_WORK INSTRUCTIONS_: According to the text on the HCPC's performance, how many of the five General Standards did the HCPC meet this year?

The HCPC has only met one of the five Standards for fitness to practise. We have had concerns about the HCPC’s performance in fitness to practise since we audited this function in 2017. We will be monitoring how the HCPC plans to address our concerns and achieve improvement.
The HCPC met four of the five General Standards this year. We found that the HCPC did not have an adequate source of information about its registrants in respect of their protected characteristics. It also does not routinely seek to establish such information about patients, service users and others. The HCPC did not meet Standard 3 as a result. Since the period under review, the HCPC has been working to improve the level of data it collects and its understanding of this data, and we welcome these developments.
Guidance and Standards: ensures guidance is up-to-date, addresses emerging areas of risk, and prioritises patient and service user centred care and safety
This year the HCPC started to review its Standards of Proficiency to ensure they remain fit for purpose and are well understood by registrants, service users and carers, education providers and the public. The HCPC also updated its guidance on the use of social media in response to issues about live tweeting by registrants whilst delivering care to patients.

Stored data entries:
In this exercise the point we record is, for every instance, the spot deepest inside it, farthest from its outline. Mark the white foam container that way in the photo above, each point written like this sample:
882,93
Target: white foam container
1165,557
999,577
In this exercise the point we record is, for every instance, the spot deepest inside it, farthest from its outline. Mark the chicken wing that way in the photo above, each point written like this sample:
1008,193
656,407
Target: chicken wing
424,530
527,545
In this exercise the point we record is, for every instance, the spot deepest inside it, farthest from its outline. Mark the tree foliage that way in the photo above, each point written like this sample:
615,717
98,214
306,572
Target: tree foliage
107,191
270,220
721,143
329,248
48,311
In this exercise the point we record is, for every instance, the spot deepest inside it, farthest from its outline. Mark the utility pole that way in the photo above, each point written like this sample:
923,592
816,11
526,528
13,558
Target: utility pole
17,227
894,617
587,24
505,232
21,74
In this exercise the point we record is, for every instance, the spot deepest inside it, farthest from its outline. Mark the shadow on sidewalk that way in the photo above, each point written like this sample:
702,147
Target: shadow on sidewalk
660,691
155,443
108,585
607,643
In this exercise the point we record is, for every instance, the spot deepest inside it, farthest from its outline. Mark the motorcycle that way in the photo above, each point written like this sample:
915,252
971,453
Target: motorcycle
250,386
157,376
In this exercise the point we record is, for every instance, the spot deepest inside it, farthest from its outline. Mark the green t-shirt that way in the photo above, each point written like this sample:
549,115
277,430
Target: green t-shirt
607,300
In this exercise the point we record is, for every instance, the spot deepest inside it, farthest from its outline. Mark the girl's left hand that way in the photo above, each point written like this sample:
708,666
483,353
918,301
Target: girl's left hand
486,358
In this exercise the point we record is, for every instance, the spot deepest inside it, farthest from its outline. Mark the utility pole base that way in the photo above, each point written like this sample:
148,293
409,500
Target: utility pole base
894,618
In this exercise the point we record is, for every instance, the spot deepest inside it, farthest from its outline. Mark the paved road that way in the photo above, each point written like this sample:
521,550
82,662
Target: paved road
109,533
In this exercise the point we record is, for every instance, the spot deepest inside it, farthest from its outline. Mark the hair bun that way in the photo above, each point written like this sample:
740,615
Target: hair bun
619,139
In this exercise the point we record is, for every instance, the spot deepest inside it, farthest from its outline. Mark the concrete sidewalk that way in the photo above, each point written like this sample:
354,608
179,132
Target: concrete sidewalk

_YOUR RESPONSE_: Four of the five.